- EXTRACTO DE ORIGEN -
◇ ◇ ◇
La agenda con
Estados Unidos/JAVIER SICILIA
Revista
Proceso
No. 1903, 21 de abril de 2013;
México
–es ya un espantoso lugar común– lleva en menos de siete años, según datos
oficiales, más de 70 mil asesinados y cerca de 30 mil desaparecidos. Estados Unidos,
desde la masacre de Newton en diciembre de 2012, donde perdieron la vida 20
niños, lleva contabilizados, hasta recientes fechas, 2 mil 657 asesinatos.
Todos ellos han sido víctimas, de alguna o de otra manera, de las armas, muchas
de ellas de asalto, vendidas de manera legal e ilegal en Estados Unidos.
◇ ◇ ◇
- LISTADO MOSTRADO -
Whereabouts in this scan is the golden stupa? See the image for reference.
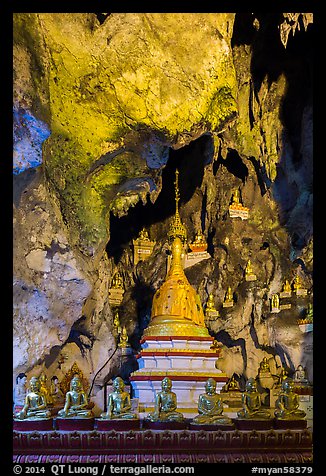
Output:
[143,173,209,337]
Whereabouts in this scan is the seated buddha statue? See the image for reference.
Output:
[276,367,289,387]
[258,357,270,373]
[274,378,306,420]
[238,378,271,420]
[271,293,280,309]
[223,374,240,392]
[111,271,123,289]
[58,376,93,418]
[14,377,51,420]
[193,378,232,425]
[147,377,184,422]
[101,377,137,420]
[293,364,309,385]
[138,228,150,241]
[118,326,130,348]
[205,293,216,312]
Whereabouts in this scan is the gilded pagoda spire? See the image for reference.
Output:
[168,169,187,244]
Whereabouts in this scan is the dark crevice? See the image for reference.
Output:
[231,12,257,48]
[248,156,267,196]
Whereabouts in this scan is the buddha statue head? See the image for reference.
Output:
[246,377,257,393]
[29,377,41,393]
[205,378,216,395]
[113,377,125,393]
[161,377,172,392]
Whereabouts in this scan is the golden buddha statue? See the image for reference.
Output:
[245,259,257,281]
[258,357,271,373]
[118,326,130,348]
[205,293,216,313]
[192,378,232,425]
[223,286,233,307]
[111,271,123,289]
[293,364,309,386]
[189,231,207,252]
[282,279,292,294]
[101,377,137,420]
[113,310,121,332]
[224,286,233,302]
[274,378,306,420]
[147,377,184,422]
[39,372,53,405]
[223,374,240,392]
[58,375,93,418]
[13,372,27,411]
[271,293,280,310]
[306,303,314,322]
[293,274,303,292]
[144,236,209,337]
[238,378,271,420]
[231,188,241,205]
[14,377,51,420]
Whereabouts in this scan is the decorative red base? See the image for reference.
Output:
[95,418,140,431]
[143,420,188,430]
[55,418,94,431]
[13,418,53,431]
[189,423,234,431]
[274,418,307,430]
[233,418,274,430]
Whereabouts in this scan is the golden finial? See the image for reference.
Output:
[118,326,130,348]
[168,169,187,244]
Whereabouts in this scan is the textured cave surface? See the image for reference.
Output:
[14,13,313,404]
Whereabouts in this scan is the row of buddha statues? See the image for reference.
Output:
[14,375,306,425]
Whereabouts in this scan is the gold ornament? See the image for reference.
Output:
[274,378,306,420]
[14,377,51,420]
[101,377,137,420]
[58,375,94,418]
[238,378,271,420]
[144,237,209,337]
[192,378,232,425]
[168,169,187,244]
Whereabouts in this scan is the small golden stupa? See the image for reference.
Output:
[168,169,187,244]
[143,171,209,337]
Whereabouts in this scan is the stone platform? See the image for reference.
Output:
[274,419,307,430]
[143,420,189,431]
[94,418,140,431]
[189,423,235,431]
[233,418,275,430]
[13,430,312,462]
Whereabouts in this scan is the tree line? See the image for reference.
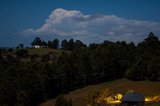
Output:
[0,33,160,106]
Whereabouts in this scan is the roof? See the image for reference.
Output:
[122,92,145,102]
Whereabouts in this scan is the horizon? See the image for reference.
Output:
[0,0,160,47]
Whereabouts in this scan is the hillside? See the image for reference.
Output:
[40,79,160,106]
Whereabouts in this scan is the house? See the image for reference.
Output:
[121,92,145,106]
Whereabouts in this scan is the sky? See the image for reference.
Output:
[0,0,160,47]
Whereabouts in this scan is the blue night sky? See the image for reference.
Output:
[0,0,160,47]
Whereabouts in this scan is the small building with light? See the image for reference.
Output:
[121,92,145,106]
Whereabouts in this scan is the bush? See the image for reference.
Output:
[55,94,72,106]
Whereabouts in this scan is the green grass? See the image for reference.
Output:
[40,79,160,106]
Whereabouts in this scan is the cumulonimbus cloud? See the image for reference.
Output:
[20,8,160,42]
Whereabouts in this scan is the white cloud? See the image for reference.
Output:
[20,8,160,42]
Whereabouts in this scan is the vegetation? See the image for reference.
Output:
[0,33,160,106]
[40,79,160,106]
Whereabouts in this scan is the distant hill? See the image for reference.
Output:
[40,79,160,106]
[27,48,62,55]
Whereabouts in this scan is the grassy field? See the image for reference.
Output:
[40,79,160,106]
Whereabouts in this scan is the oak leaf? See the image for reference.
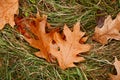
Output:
[109,58,120,80]
[15,15,56,62]
[50,22,91,69]
[0,0,18,29]
[93,13,120,45]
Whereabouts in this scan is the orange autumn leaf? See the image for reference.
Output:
[93,13,120,45]
[15,16,55,62]
[50,22,91,69]
[109,58,120,80]
[0,0,18,29]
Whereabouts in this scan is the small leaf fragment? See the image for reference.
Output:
[50,22,91,69]
[0,0,18,30]
[93,13,120,45]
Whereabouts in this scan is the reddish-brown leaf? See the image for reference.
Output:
[50,23,91,69]
[0,0,18,29]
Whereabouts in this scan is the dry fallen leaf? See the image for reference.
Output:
[109,58,120,80]
[50,23,91,69]
[0,0,18,29]
[15,16,55,62]
[93,13,120,45]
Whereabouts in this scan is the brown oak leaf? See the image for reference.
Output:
[109,58,120,80]
[50,22,91,69]
[15,15,56,62]
[93,13,120,45]
[0,0,18,29]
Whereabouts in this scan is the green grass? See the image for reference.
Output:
[0,0,120,80]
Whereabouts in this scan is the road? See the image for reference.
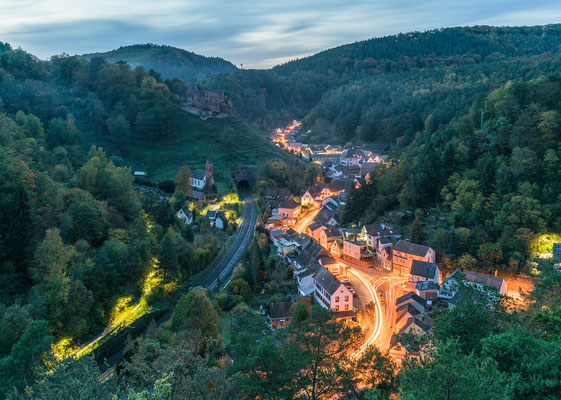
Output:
[294,210,319,233]
[336,260,407,358]
[200,191,258,291]
[95,190,258,381]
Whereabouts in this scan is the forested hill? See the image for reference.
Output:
◇ ◇ ◇
- TAREAS POR HACER -
a: De acuerdo con datos oficiales, ¿cuántas personas han sido asesinadas en México en menos de siete años según el extracto sobre la violencia con armas?
b: Sigue escribiendo el extracto sobre la violencia con armas a partir de su última oración.
El listado no hace falta para nada de esto.

- PROBLEMAS RESUELTOS -
a: Más de 70 mil.

b:
Estas
son sólo cifras, estadísticas que generan una percepción lejana de la realidad,
como si la miráramos en una maqueta que no dice nada sobre el horror. Para
poder comprenderlo hay que oír el relato de las víctimas, lo que vemos cada
noche y nos levanta sobresaltados. Yo, desde hace dos años, no dejo de mirar
desde la soledad a mi Juanelo y a sus seis amigos sometidos por unos hombres
armados. Están solos frente a ellos, aterrados. Los insultan, los golpean con
las culatas de sus armas y los encierran en una bodega. Su miedo se hace cada
vez mayor. Argumentan, piden, suplican. Pero esos tipos se sienten seguros
detrás de la prepotencia de sus armas y vuelven a golpearlos. Los humillan más,
los desnudan, los escupen, los torturan, los vejan. Les han ido destruyendo
lentamente su humanidad, llenándolos de un terror animal. Mi Juanelo ha visto
morir a sus amigos asfixiados con bolsas de plástico –esos imbéciles no quieren
usar sus armas para no llamar la atención–. Le toca a él. Respira con
dificultad, con una avidez por la vida que no alcanza su objeto. No hay
súplica, no hay compasión, no hay terror ni amor que alcancen a contener la
gangrena del alma con la que, al igual que lo han hecho con sus amigos, se
lanzan sobre él, que en el terror de su soledad y de su asfixia se pregunta por
qué le hacen eso.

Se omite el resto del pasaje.